TASK BRIEF: Only the pictures are left out: repeat the rest of the entries exactly.

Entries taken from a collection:
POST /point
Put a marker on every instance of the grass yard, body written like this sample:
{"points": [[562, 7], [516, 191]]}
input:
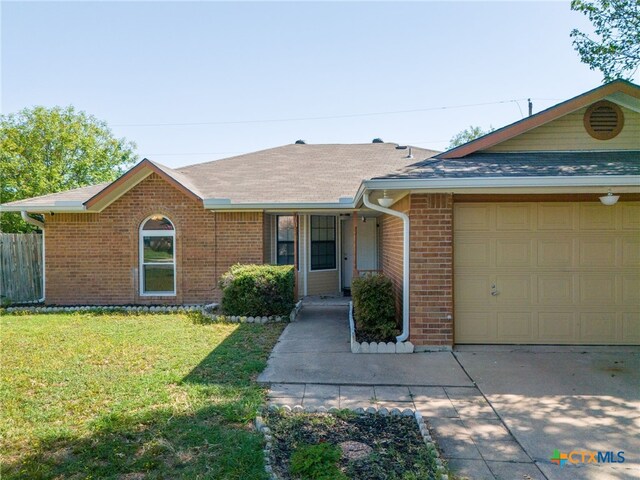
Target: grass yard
{"points": [[130, 397]]}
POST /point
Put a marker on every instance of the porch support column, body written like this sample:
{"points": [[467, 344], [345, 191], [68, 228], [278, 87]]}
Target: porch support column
{"points": [[295, 257], [354, 222]]}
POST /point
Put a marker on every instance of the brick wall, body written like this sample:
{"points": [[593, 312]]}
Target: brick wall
{"points": [[431, 296], [93, 258], [391, 247]]}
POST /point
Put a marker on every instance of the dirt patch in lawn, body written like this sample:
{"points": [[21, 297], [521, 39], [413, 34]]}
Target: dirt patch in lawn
{"points": [[372, 446]]}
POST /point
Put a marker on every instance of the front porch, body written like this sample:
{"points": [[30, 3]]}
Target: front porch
{"points": [[329, 249]]}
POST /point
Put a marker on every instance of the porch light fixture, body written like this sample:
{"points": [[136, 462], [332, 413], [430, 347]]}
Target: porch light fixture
{"points": [[385, 201], [609, 199]]}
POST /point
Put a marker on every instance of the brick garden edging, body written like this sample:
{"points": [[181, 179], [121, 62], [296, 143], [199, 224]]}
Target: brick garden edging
{"points": [[375, 347], [108, 308], [394, 412], [205, 310]]}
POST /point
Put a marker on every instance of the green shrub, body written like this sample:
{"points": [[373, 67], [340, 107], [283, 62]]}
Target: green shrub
{"points": [[374, 307], [317, 462], [264, 290]]}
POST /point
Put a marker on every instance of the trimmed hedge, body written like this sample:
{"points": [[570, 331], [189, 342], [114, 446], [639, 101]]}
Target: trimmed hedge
{"points": [[263, 290], [374, 307]]}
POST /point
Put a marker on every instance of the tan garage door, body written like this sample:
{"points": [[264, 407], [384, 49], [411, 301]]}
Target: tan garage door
{"points": [[555, 273]]}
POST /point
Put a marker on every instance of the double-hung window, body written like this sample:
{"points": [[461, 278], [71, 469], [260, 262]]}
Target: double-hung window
{"points": [[157, 257], [323, 242]]}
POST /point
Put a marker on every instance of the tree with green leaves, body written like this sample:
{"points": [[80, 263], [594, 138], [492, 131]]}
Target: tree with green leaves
{"points": [[615, 50], [47, 150], [467, 135]]}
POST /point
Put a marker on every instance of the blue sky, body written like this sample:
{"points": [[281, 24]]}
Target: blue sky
{"points": [[207, 62]]}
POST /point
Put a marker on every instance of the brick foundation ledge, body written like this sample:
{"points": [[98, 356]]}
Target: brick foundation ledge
{"points": [[375, 347]]}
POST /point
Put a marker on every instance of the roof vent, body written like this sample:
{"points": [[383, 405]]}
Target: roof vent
{"points": [[603, 120]]}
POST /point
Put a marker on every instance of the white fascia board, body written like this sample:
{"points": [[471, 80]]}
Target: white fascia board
{"points": [[69, 207], [216, 204], [502, 182]]}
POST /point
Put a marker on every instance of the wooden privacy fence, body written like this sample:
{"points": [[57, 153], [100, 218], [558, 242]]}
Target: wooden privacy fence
{"points": [[21, 267]]}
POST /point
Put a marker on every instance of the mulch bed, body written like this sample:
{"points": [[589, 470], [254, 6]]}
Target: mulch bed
{"points": [[374, 446]]}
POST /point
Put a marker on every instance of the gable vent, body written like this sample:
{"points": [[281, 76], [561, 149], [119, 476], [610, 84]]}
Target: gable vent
{"points": [[603, 120]]}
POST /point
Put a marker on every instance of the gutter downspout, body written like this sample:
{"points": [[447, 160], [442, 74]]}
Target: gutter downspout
{"points": [[405, 262], [29, 219]]}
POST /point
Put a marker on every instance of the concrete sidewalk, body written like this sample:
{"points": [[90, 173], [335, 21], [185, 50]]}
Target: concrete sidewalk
{"points": [[315, 349], [497, 412]]}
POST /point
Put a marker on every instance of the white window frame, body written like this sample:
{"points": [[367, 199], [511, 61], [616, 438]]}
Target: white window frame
{"points": [[156, 233]]}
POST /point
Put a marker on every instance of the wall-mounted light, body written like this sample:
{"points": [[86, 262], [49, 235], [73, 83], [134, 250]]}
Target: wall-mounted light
{"points": [[385, 201], [609, 199]]}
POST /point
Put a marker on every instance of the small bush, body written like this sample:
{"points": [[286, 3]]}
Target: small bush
{"points": [[264, 290], [374, 307], [317, 462]]}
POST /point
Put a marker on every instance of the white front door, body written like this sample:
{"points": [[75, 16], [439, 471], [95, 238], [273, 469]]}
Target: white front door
{"points": [[347, 252]]}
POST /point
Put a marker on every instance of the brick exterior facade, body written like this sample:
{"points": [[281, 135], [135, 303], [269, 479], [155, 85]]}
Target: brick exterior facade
{"points": [[93, 258], [431, 257], [391, 250]]}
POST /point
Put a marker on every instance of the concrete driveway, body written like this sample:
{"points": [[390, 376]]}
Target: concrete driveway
{"points": [[497, 412], [565, 398]]}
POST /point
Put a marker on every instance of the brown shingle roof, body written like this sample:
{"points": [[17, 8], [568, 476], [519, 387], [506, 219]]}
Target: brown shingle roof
{"points": [[287, 174], [299, 173]]}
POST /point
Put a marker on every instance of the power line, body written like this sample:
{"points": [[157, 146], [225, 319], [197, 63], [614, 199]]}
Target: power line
{"points": [[327, 117]]}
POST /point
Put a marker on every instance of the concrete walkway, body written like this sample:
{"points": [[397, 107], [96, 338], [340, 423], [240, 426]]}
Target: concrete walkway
{"points": [[497, 412], [315, 349]]}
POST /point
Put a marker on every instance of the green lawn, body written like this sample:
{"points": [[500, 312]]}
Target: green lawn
{"points": [[130, 397]]}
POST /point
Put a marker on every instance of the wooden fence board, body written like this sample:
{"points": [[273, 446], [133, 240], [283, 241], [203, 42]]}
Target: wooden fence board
{"points": [[21, 267]]}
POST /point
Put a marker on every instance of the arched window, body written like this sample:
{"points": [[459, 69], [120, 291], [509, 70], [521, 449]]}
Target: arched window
{"points": [[157, 256]]}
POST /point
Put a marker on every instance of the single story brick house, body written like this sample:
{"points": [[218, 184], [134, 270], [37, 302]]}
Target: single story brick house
{"points": [[502, 240]]}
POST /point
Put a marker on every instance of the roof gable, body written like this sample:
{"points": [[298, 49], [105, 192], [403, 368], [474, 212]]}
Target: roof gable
{"points": [[621, 92], [134, 176]]}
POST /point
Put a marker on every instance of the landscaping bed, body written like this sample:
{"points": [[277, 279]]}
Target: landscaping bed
{"points": [[341, 445]]}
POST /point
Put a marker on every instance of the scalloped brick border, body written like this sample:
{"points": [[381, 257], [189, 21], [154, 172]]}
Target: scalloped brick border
{"points": [[375, 347], [394, 412], [203, 309]]}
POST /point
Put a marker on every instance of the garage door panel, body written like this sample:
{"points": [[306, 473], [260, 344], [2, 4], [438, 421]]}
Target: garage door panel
{"points": [[513, 289], [597, 252], [473, 289], [630, 289], [512, 217], [473, 253], [566, 272], [555, 252], [556, 289], [630, 216], [630, 252], [554, 327], [479, 327], [631, 327], [593, 216], [514, 327], [513, 253], [597, 289], [556, 216], [598, 327]]}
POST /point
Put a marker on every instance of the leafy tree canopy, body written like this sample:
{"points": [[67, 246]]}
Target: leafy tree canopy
{"points": [[47, 150], [467, 135], [615, 50]]}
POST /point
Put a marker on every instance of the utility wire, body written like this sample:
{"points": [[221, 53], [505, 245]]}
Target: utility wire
{"points": [[327, 117]]}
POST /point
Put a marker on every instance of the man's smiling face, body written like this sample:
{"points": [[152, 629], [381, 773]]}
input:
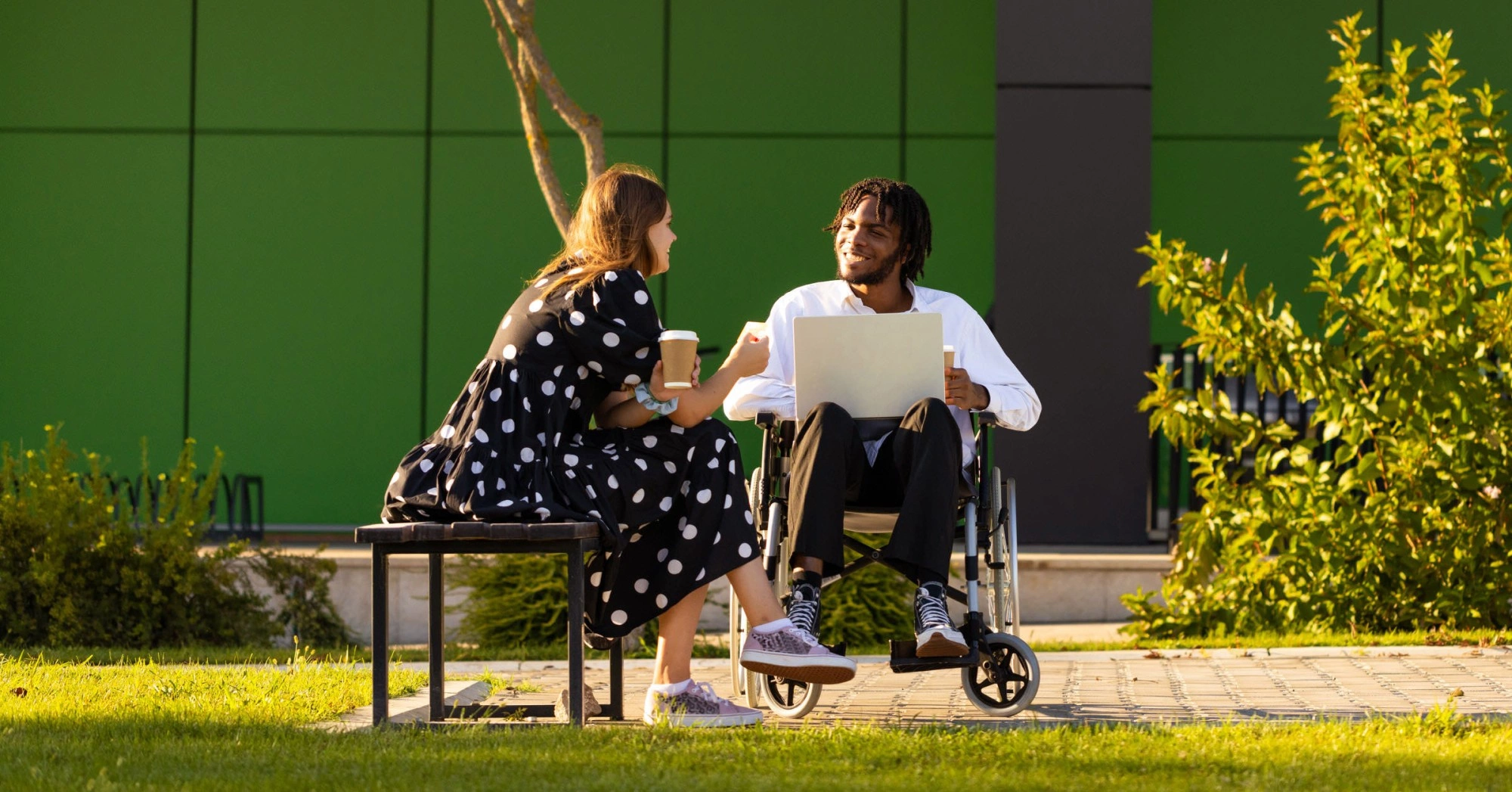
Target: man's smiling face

RESPONSE TO THE TASK:
POST /point
Put a marker on every instance of the grass yard, body written like this sample:
{"points": [[562, 7], [516, 191]]}
input:
Target: grass yard
{"points": [[130, 397]]}
POST /point
Put a marker on every instance of the porch support column, body written like this sample:
{"points": [[467, 344], [345, 191], [68, 228], [278, 87]]}
Target: porch support column
{"points": [[295, 257], [354, 222]]}
POST /point
Put a marker on every instance of the brick wall, body written like this sample:
{"points": [[593, 312]]}
Target: brick wall
{"points": [[431, 296], [93, 258], [391, 247]]}
POST /point
Put a marker on every instance of the dirt patch in lawn, body written like this sample:
{"points": [[21, 297], [521, 39], [413, 34]]}
Target: dirt patch in lawn
{"points": [[372, 446]]}
POST /point
Put a marker on every instance of the front porch, body written like this sample:
{"points": [[30, 3]]}
Target: front porch
{"points": [[329, 249]]}
POST /point
Put a marker on every instance of the porch light fixture, body written like this sample:
{"points": [[136, 462], [332, 413], [430, 347]]}
Target: porch light fixture
{"points": [[385, 201], [609, 199]]}
POST /point
Put a marker on every instance of the brick garden edging, body written like this sample:
{"points": [[181, 179], [121, 62], [296, 143], [199, 224]]}
Target: brick garden edging
{"points": [[375, 347], [108, 308], [394, 412], [205, 310]]}
POST /point
Put a marker on every instance of the green shrub, body written like this sample:
{"points": [[373, 67], [340, 107], [283, 62]]}
Target: green shrub
{"points": [[374, 307], [317, 462], [264, 290]]}
POST /point
Put a marker on every instance of the trimmed hedge, body written like this sample:
{"points": [[570, 331], [189, 342], [114, 446], [639, 101]]}
Target: trimmed hedge
{"points": [[263, 290], [374, 307]]}
POST /point
Put a marker on every instance of the tan garage door, body written like this sample:
{"points": [[264, 407], [384, 49], [411, 301]]}
Target: tan garage door
{"points": [[555, 273]]}
POST /point
Put a marker on every instance of the double-hung window, body written like this sample:
{"points": [[461, 278], [71, 469], [260, 262]]}
Target: double-hung window
{"points": [[157, 257], [323, 242]]}
POST /point
Put a marker on every instance of the tree with green leaves, body written like this sample:
{"points": [[80, 263], [594, 138], [492, 131]]}
Target: tree with green leaves
{"points": [[615, 50], [47, 150], [467, 135]]}
POST /point
Put a marker on every instance of the blue sky, body written like this sample:
{"points": [[281, 24]]}
Target: blue sky
{"points": [[207, 62]]}
POST /point
Put a marker on every instance of the brick foundation ledge, body written like this sample:
{"points": [[98, 356]]}
Target: brick foundation ledge
{"points": [[375, 347]]}
POST /point
Put a marker on every instance of the roof vent, body written like this sample:
{"points": [[383, 405]]}
Target: roof vent
{"points": [[603, 120]]}
POST /point
Put a marker on every instance of the white fascia board, body written like this sample:
{"points": [[471, 80]]}
Target: white fascia board
{"points": [[69, 207], [216, 204], [502, 182]]}
POST /point
Put a marker on every instance of the wooden privacy fence, body written like this sample:
{"points": [[57, 153], [100, 218], [558, 242]]}
Target: wooden privacy fence
{"points": [[21, 267]]}
POST /point
Put a marker on every instance of the mulch bed, body written like this sample:
{"points": [[589, 470], [254, 6]]}
Target: mulch bed
{"points": [[374, 446]]}
POST /point
Put a marker on every instance of the gable vent, body written like this sample:
{"points": [[281, 76], [561, 149], [119, 476], [610, 84]]}
Target: gable vent
{"points": [[603, 120]]}
POST /point
Put a marker on every instance of the gutter downspout, body written like this sample:
{"points": [[447, 160], [442, 74]]}
Target: gutter downspout
{"points": [[405, 262], [29, 219]]}
POST /point
Put a marker on every instance of the concrete sidewalk, body written like this sample:
{"points": [[90, 173], [335, 21], [185, 50]]}
Target: concrete sidewalk
{"points": [[315, 349], [497, 412]]}
POST /point
Put a marker on every instance of the white window frame, body written like this sample:
{"points": [[367, 199], [511, 61], [616, 438]]}
Target: white window frame
{"points": [[156, 233]]}
POST /point
Put a marker on every instance of the wall-mounted light, body written like this sample:
{"points": [[86, 262], [49, 235], [73, 83], [134, 250]]}
Target: wall-mounted light
{"points": [[385, 201], [609, 199]]}
POST /point
Put a marker on every instance of the small bush, body written like this sample:
{"points": [[286, 3]]}
Target: small bush
{"points": [[264, 290], [374, 307], [317, 462]]}
POST /point
Put a marker on every instance of the white front door, body written like this sample:
{"points": [[75, 16], [439, 471], [95, 238], [273, 469]]}
Target: white front door
{"points": [[347, 252]]}
POST /point
Put a marker on every instance of the brick exterior facade, body written like this sample:
{"points": [[281, 135], [135, 303], [269, 479], [155, 85]]}
Target: brick exterior facade
{"points": [[93, 258], [431, 257], [391, 250]]}
POST /point
Put a marker on every instance of the concrete driveway, body written like this sample:
{"points": [[390, 376]]}
Target: concrete driveway
{"points": [[497, 412], [565, 398]]}
POST /point
Put a marker on every instance of the brown shingle roof, body written like this sample:
{"points": [[17, 8], [568, 476], [519, 387], [506, 219]]}
Target: brown shingle roof
{"points": [[287, 174], [299, 173]]}
POST /point
Put a marker on every instance of the power line, body written like this sample:
{"points": [[157, 146], [225, 319], [197, 63], [614, 199]]}
Target: power line
{"points": [[327, 117]]}
POST /point
Put a marker on every instance of the concrete walkway, body written like this sample:
{"points": [[397, 107], [96, 338], [340, 423], [240, 426]]}
Target: concrete walkway
{"points": [[497, 412], [315, 349]]}
POST /point
Put a marker on every instance of the green lawn, body written like this sample:
{"points": [[500, 312]]}
Target: green lawn
{"points": [[130, 397]]}
POST /point
Put a marker on every instance of the wooden fence board, body written like this sample:
{"points": [[273, 446], [133, 240], [283, 241], [203, 42]]}
Target: wooden fence board
{"points": [[21, 267]]}
POST /point
Put a marker on every instance of the arched window, body written like this sample:
{"points": [[459, 69], [120, 291], [509, 70], [521, 449]]}
Target: arched window
{"points": [[157, 256]]}
POST /point
Put a marker on every instance of the single story brick house, body written like this sample:
{"points": [[218, 184], [134, 270], [37, 302]]}
Target: single story brick house
{"points": [[502, 240]]}
POST /point
Put a marker on every instance of the roof gable, body written like this sample:
{"points": [[298, 49], [105, 192], [403, 368], [474, 212]]}
Target: roof gable
{"points": [[621, 92], [134, 176]]}
POST /point
Put a marker on every instance of the landscaping bed, body written like this sample:
{"points": [[277, 279]]}
Target: landscaping bed
{"points": [[341, 445]]}
POST /point
Put a marker on every instance of the scalloped brick border, body written like this sample:
{"points": [[381, 257], [189, 21], [154, 172]]}
Target: scalloped brick border
{"points": [[375, 347], [394, 412], [203, 309]]}
POST /point
Put a marker on every instance of the garage door panel, body written like this sample:
{"points": [[306, 473], [260, 344], [2, 4], [438, 421]]}
Target: garage door panel
{"points": [[513, 289], [597, 252], [473, 289], [630, 289], [512, 217], [473, 253], [566, 272], [555, 252], [556, 289], [630, 216], [630, 252], [554, 327], [479, 327], [631, 327], [593, 216], [514, 327], [513, 253], [597, 289], [556, 216], [598, 327]]}
POST /point
Put a marker on every instance of the leafy tree canopy, body written like this sample:
{"points": [[67, 246]]}
Target: leafy tree canopy
{"points": [[47, 150], [467, 135], [615, 50]]}
POST /point
Put a marker on every instance of the utility wire, body written like this sample:
{"points": [[221, 53], [505, 245]]}
Target: utility wire
{"points": [[327, 117]]}
POST /point
Put a marker on every instance of the man's smiling face, body written like this sample:
{"points": [[152, 629], [381, 773]]}
input:
Target: man's smiling face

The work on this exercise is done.